==== Page text

2.1 Prudential Rules
Macroprudential overlays were introduced alongside APG 223 to address specific lending excesses. These were:
2014 The first policy, announced late 2014, required banks to limit their lending to housing investors, or in other words, ‘buy-to-let’ borrowers that will rent out the housing Garvin et al. RBA - Macroprudential Limits on Mortgage Products: The Australian Experience (July 2021).
APRA asked banks to limit year-ended growth in investor housing credit to 10 per cent. Initially framed as a risk benchmark—not a binding cap—the measure nonetheless gained force over time: by mid‑2015, APRA had actively engaged banks to meet that benchmark, and by August 2015, Australia’s four largest banks were reportedly treating it as a de facto hard limit Garvin et al. RBA - Macroprudential Limits on Mortgage Products: The Australian Experience (July 2021).
2017 Following on from 2014 growth measures limits were imposed on interest-only (IO) mortgages, in which the loan principal stays constant and only interest is repaid. - A 30 per cent cap on new interest‑only (IO) lending as a proportion of new housing credit. This lending was deemed as procyclical and therefore a risk.
The RBA clarifies that APRA’s policies were product-specific, unlike most macroprudential regimes globally that typically target loans above high loan-to-valuation (LVR) or loan-to-income (LTI) ratios. APRA did advise banks to manage high-LVR and high-LTI mortgages, but quantitatively limited only investor and IO loans. The paper explains this approach was calibrated to avoid unintended impacts—for example, first-home buyers being disproportionately affected by a broad high-LVR cap—and because the elevated systemic risks were concentrated in speculative and IO borrowing. LTIs in Ireland were at 3.5 (with exception) for years, moving to 4x more recently. In my experience this often became a target for buyers.

========
==== Collected data

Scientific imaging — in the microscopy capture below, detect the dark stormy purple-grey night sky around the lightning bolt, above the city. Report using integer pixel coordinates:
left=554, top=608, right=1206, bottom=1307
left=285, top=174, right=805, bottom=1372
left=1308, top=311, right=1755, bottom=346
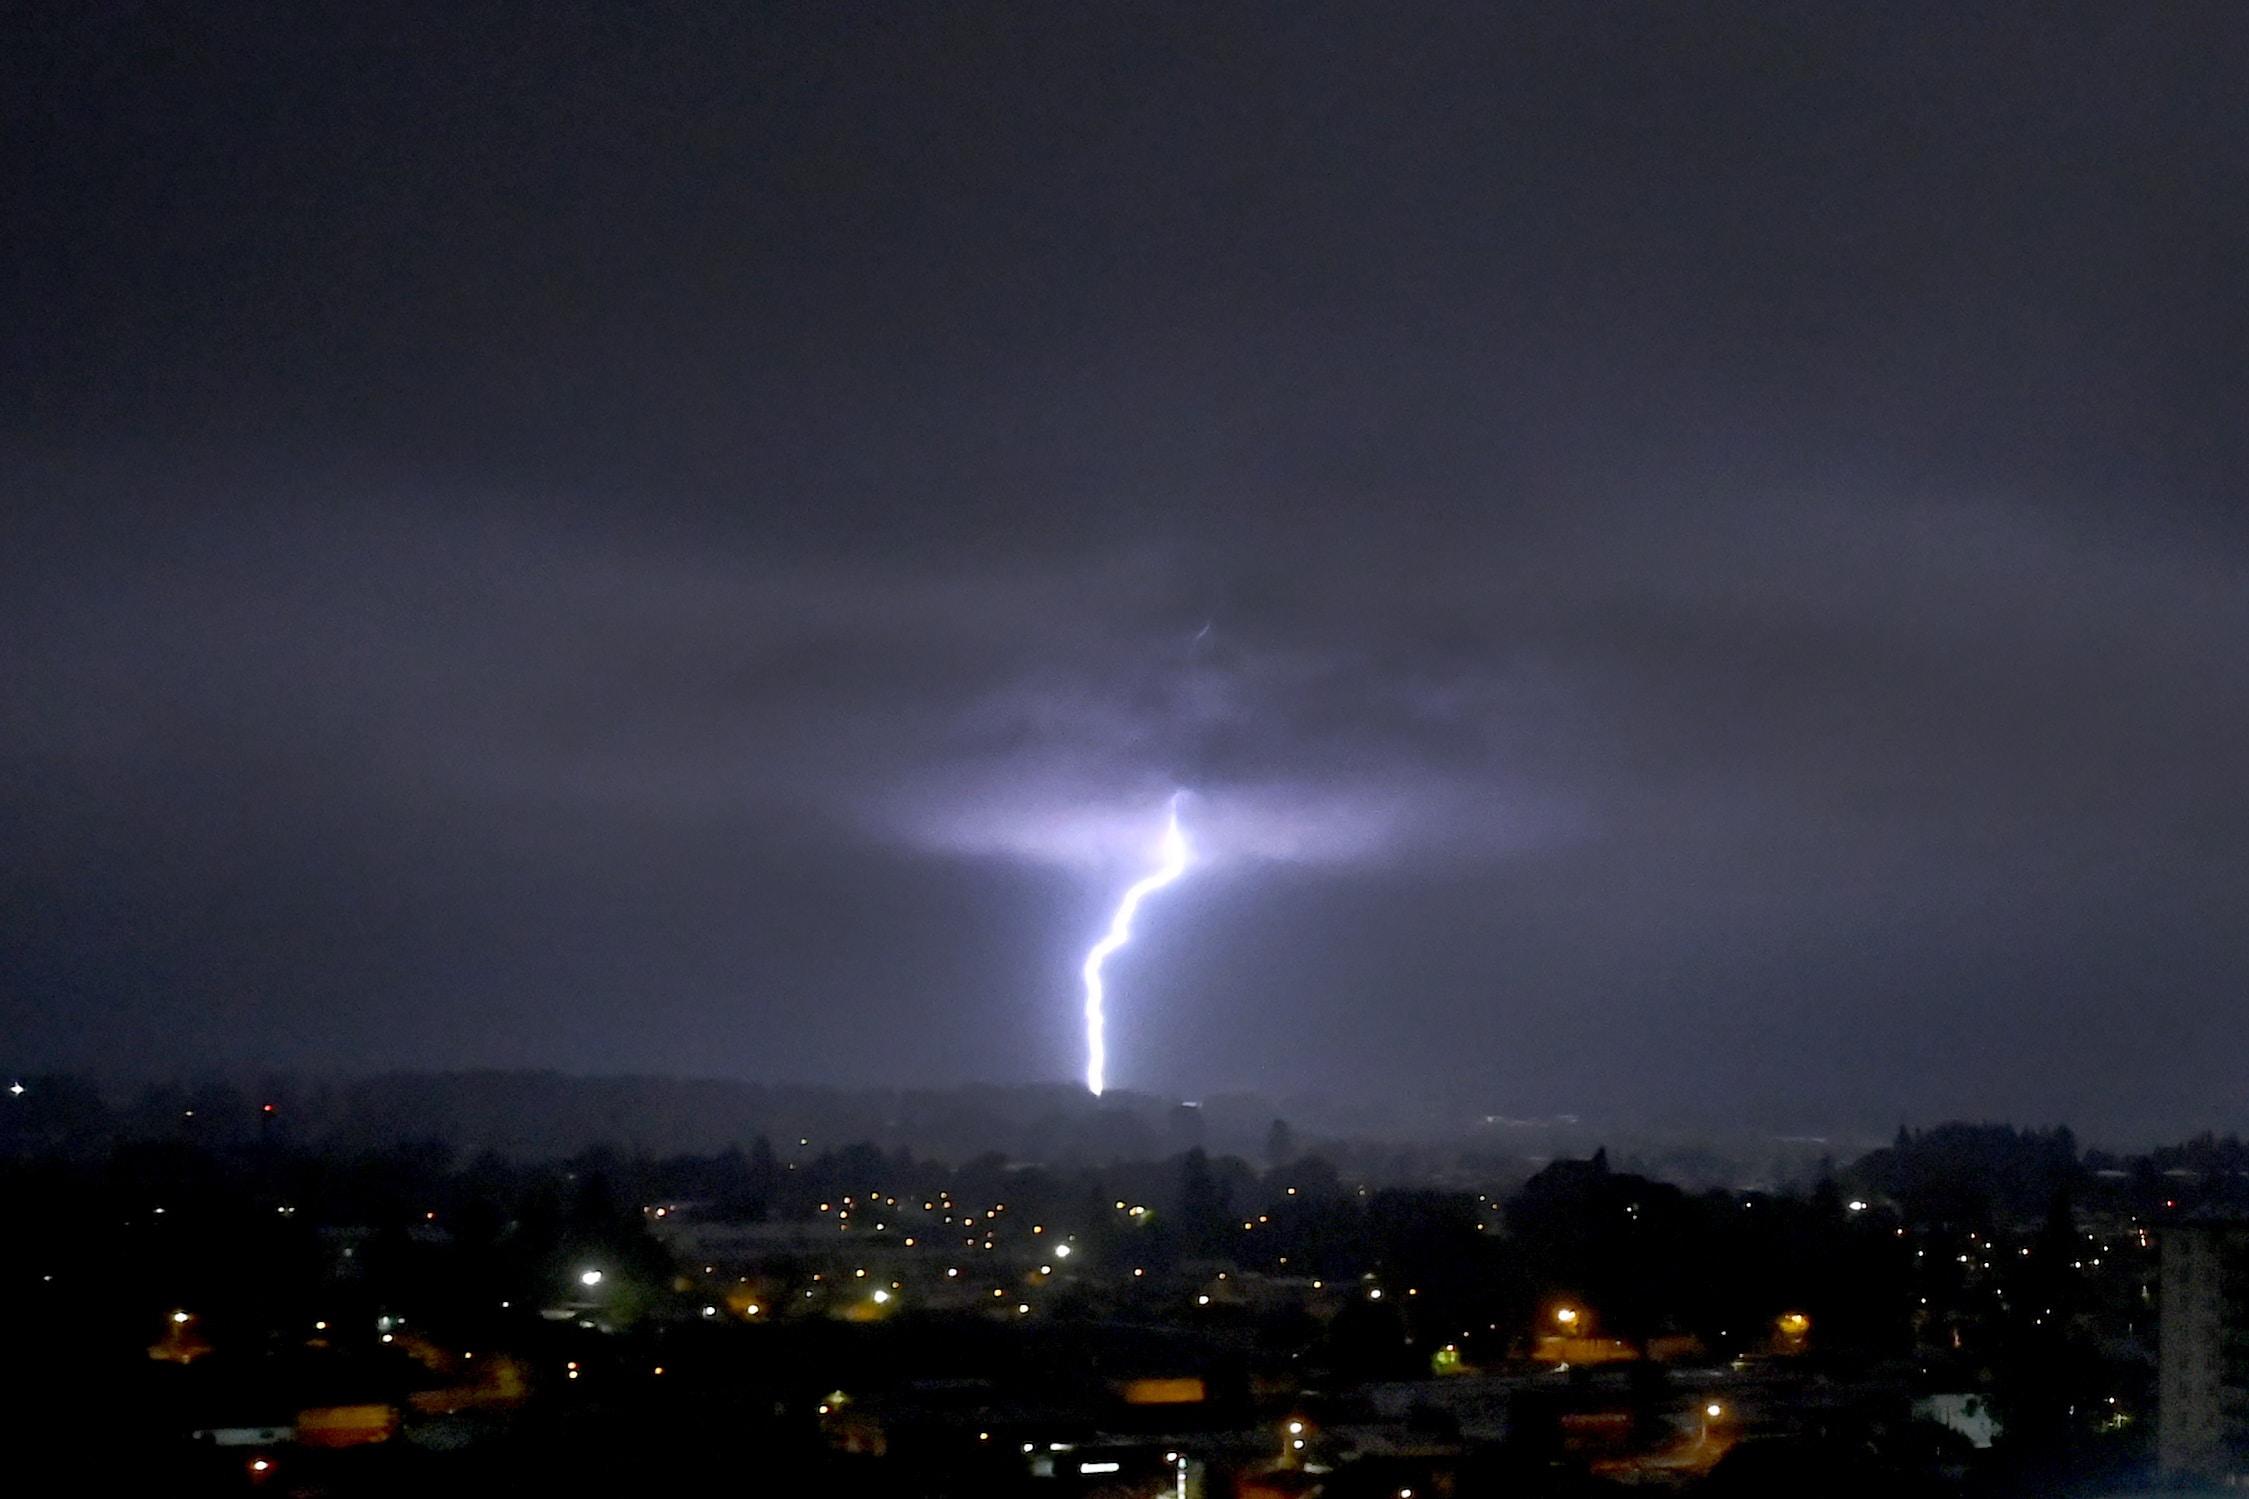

========

- Questions to answer -
1) From the passage on prudential rules, set down the stretch from "The RBA clarifies" through "target for buyers." word for word.
2) According to the passage on prudential rules, why did APRA place quantitative limits only on investor and interest-only loans instead of imposing a broad high-LVR cap? Answer in one to three sentences.

- Response list -
1)
The RBA clarifies that APRA’s policies were product-specific, unlike most macroprudential regimes globally that typically target loans above high loan-to-valuation (LVR) or loan-to-income (LTI) ratios. APRA did advise banks to manage high-LVR and high-LTI mortgages, but quantitatively limited only investor and IO loans. The paper explains this approach was calibrated to avoid unintended impacts—for example, first-home buyers being disproportionately affected by a broad high-LVR cap—and because the elevated systemic risks were concentrated in speculative and IO borrowing. LTIs in Ireland were at 3.5 (with exception) for years, moving to 4x more recently. In my experience this often became a target for buyers.

2) APRA calibrated its approach to avoid unintended impacts, such as first-home buyers being disproportionately affected by a broad high-LVR cap. It also targeted these loans because the elevated systemic risks were concentrated in speculative and interest-only borrowing.